____ Extrait fourni
Conter | Myriam Mallié

Pourquoi, au moment du raconter, ne se sent-on jamais prêt ? [p. 26]
POURQUOI, au moment d’évoquer un livre aimé, et particulièrement ceux de Myriam Mallié*, ne me sens-je jamais prête ? Sans doute parce qu’en tant que conteuse, elle possède l’art de (faire) voir au-delà de l’histoire narrée, de (faire) toucher du doigt des questions essentielles, enfouies en chacun. Sous une apparente simplicité, elle entremêle les genres, les histoires et leur portée ; elle mène à l’essentiel, si difficile à exprimer.
Dans ces territoires-là, rien n’est séparé. Tout ce qui arrive participe à l’itinéraire, c’est ce que disent les contes. Ils m’offrent une manière d’ordonner en donnant forme par la parole. Conter c’est autre chose qu’une attraction vague pour l’irrationnel, une écume de spiritualité que flattent les contes. [p. 32]
Dans ce « journal » – recueil de notes et de croquis partagé –, Myriam Mallié revient sur son travail de conteuse, sur ce qu’est l’action de conter. Il y a tout d’abord le temps de la découverte du conte, celui de l’apprivoisement et de la mise en présence. Le conteur se laisse imprégner, avant de se documenter ou d’analyser le texte, de « s’absorber dans les images qui fleurissent dans les jardins du conte, y exercer son souffle et l’expertise de ses mains jardinières, y nourrir son émerveillement. » [p. 48] Il s’agit de savoir comment le conte le transforme et quelles parts de l’intime il remue, c’est-à-dire comment il pourrait atteindre l’auditeur.
________
____ Données extraites
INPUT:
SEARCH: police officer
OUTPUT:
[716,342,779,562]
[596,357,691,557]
________
____ Données extraites
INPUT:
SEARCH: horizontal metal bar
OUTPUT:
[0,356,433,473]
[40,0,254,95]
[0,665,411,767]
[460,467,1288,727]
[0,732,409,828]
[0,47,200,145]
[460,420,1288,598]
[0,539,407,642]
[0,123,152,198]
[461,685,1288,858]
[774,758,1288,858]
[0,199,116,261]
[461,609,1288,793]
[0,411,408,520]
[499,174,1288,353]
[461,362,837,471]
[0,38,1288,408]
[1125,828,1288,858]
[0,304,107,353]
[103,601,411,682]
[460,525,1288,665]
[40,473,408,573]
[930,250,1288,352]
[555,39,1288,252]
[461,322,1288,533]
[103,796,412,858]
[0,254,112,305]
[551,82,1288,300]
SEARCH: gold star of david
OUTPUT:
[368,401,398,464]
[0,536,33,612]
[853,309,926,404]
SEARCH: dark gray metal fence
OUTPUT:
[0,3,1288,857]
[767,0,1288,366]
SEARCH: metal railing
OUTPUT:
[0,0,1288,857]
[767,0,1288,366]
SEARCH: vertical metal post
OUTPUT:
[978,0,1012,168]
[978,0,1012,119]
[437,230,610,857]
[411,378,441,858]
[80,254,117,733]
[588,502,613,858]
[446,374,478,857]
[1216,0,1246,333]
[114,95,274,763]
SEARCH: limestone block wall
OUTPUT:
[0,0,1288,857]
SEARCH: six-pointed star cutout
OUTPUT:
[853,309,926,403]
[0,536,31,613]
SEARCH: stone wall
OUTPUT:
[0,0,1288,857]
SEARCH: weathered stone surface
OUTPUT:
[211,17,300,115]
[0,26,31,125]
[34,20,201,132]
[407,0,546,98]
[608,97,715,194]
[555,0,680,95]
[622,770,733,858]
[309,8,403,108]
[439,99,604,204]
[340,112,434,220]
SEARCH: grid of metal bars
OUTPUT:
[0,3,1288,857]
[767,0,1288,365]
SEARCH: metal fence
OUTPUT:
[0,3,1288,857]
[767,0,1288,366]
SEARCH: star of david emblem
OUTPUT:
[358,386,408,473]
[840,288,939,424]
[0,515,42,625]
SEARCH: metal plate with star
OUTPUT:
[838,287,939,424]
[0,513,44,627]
________
• Défi A:
Répondez à ces questions à partir de l'extrait :
(i) Quel métier l'extrait attribue-t-il à Myriam Mallié ?
(ii) Comment l'extrait définit-il le « journal » ?
(iii) Quel est le premier temps du travail du conteur ?
• Défi B:
D'après l'extrait, pourquoi l'autrice ne se sent-elle jamais prête au moment de parler d'un livre de Myriam Mallié ? Répondez en une à trois phrases.
• Défi C:
Selon l'extrait, quelles choses Myriam Mallié entremêle-t-elle sous une apparente simplicité ? Donnez-les toutes.
Ces lignes sont un matériau à part, distinct de l'extrait.

• Réponse complète A:
(i) Elle est conteuse.
(ii) C'est un recueil de notes et de croquis partagé.
(iii) C'est le temps de la découverte du conte, celui de l'apprivoisement et de la mise en présence.

• Réponse complète B:
Elle ne se sent jamais prête parce que Myriam Mallié, en tant que conteuse, sait (faire) voir au-delà de l'histoire racontée. Elle sait aussi (faire) toucher du doigt des questions essentielles, enfouies en chacun.

• Réponse complète C:
Les genres, les histoires et leur portée.